Our Common Humanity
In February 2021, one of the darkest periods of the Covid pandemic, I took part in an online literary festival. Each of the featured speakers was given an hour to present his or her work. When my turn came, I read passages from my book The Way of Imagination, and I spoke about the role that imagination plays in social reform, science, art, and ethics. I emphasized how, by nurturing compassion, this mental power may help us to overcome the many forces that divide us.
By the time I finished my presentation, the online audience had posted dozens of questions. The first person called on by the moderator was one of my fellow speakers, a writer of Penobscot lineage who denounced me for using the word “tribal” in my talk, which she took as an insult toward Native Americans. I tried to explain that the word “tribe” could be traced back to the ancient Romans, and that I used “tribalism” to mean the human impulse to create divisions between Us and Them, between those inside and those outside our moral regard. Refusing to listen, she talked over me, called me insensitive, accused me of reinforcing stereotypes about indigenous people as savages. I tried to point out that I had referred to racists and partisan politicians, not to indigenous people, but she continued her diatribe without giving me a chance to respond, and used up half of the time allotted to Q&A. I chose not to argue with her, so that others might have a chance to pose questions or make comments. Next, the moderator called on another of my fellow speakers, a poet, who used up the remainder of the Q&A time to attack me for using the word “we” when talking about artists, because she was convinced that my collective pronoun would not include her, an immigrant from Taiwan, and she resented always being marginalized, forever a victim of colonial contempt from people like me. Again, I had no chance to reply. Having run out of time, I said a brisk goodbye to the audience and logged off the Zoom link. It took me an hour, and a long walk in the park, to calm down.

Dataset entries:
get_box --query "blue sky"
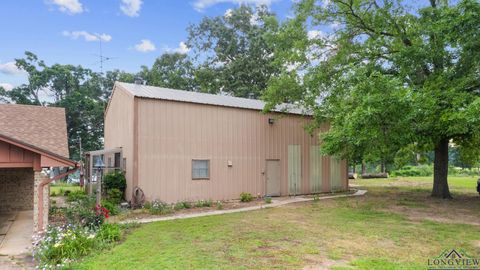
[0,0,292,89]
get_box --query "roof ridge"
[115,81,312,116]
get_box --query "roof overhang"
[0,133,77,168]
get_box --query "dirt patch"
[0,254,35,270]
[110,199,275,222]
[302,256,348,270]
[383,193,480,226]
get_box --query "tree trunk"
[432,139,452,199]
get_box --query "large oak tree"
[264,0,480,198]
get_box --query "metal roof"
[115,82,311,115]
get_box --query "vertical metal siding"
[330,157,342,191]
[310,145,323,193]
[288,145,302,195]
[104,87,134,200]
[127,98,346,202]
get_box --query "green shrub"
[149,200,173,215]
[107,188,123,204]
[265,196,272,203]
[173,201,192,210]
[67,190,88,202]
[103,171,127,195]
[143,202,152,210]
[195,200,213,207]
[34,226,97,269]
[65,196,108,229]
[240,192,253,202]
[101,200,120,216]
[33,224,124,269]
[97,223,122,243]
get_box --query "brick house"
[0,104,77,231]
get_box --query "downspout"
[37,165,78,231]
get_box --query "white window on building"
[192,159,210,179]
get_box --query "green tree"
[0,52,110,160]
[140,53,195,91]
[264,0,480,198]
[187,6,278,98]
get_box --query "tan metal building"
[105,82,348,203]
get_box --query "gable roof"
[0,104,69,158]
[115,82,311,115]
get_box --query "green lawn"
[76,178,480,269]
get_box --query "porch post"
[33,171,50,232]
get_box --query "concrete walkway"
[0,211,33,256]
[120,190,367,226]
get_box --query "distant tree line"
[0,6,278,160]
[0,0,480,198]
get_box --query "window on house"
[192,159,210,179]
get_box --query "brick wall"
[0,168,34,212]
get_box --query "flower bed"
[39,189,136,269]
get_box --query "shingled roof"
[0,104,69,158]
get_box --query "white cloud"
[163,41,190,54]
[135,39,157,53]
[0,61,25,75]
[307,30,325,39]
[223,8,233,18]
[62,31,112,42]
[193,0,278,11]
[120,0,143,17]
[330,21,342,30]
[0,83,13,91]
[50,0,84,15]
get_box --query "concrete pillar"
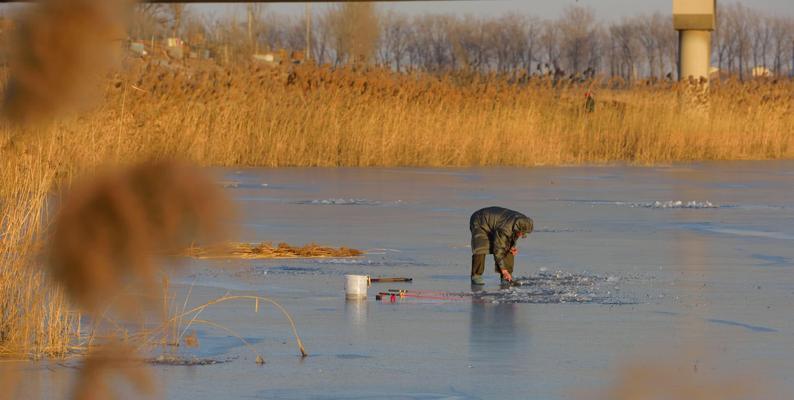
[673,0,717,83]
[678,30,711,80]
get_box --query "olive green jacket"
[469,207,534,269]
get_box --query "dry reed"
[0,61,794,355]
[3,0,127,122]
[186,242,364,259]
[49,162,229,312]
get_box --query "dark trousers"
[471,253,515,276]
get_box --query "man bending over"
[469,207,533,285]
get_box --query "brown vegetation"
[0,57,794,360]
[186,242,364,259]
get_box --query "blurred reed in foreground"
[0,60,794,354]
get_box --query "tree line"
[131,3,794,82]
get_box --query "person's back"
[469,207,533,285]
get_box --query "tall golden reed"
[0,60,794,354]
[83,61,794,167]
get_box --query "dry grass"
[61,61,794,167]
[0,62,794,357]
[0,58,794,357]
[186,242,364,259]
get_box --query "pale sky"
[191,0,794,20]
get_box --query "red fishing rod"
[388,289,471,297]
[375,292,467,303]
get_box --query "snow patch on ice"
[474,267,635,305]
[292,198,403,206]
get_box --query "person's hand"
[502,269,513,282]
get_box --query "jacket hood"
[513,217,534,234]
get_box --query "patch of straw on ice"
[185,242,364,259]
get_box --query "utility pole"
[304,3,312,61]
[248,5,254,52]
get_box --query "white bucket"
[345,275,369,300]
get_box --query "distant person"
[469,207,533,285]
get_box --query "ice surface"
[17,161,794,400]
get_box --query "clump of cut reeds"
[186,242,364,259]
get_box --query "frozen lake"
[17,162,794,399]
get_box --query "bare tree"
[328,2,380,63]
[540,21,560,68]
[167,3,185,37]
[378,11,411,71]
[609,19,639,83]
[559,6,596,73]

TASKS TO CARRY OUT:
1. Summarize the passage about the online literary festival in two sentences.
2. Rewrite the passage about the online literary festival from "Our Common Humanity" to "that divide us.", changing "compassion" to "empathy".

ANSWERS PER TASK:
1. In February 2021, during the Covid pandemic, the narrator read from The Way of Imagination at an online literary festival and spoke about how imagination, by nurturing compassion, may help us overcome the forces that divide us. In the Q&A, two fellow speakers used up all the time attacking the narrator's use of the words "tribal" and "we," leaving no chance to reply.

2.
Our Common Humanity
In February 2021, one of the darkest periods of the Covid pandemic, I took part in an online literary festival. Each of the featured speakers was given an hour to present his or her work. When my turn came, I read passages from my book The Way of Imagination, and I spoke about the role that imagination plays in social reform, science, art, and ethics. I emphasized how, by nurturing empathy, this mental power may help us to overcome the many forces that divide us.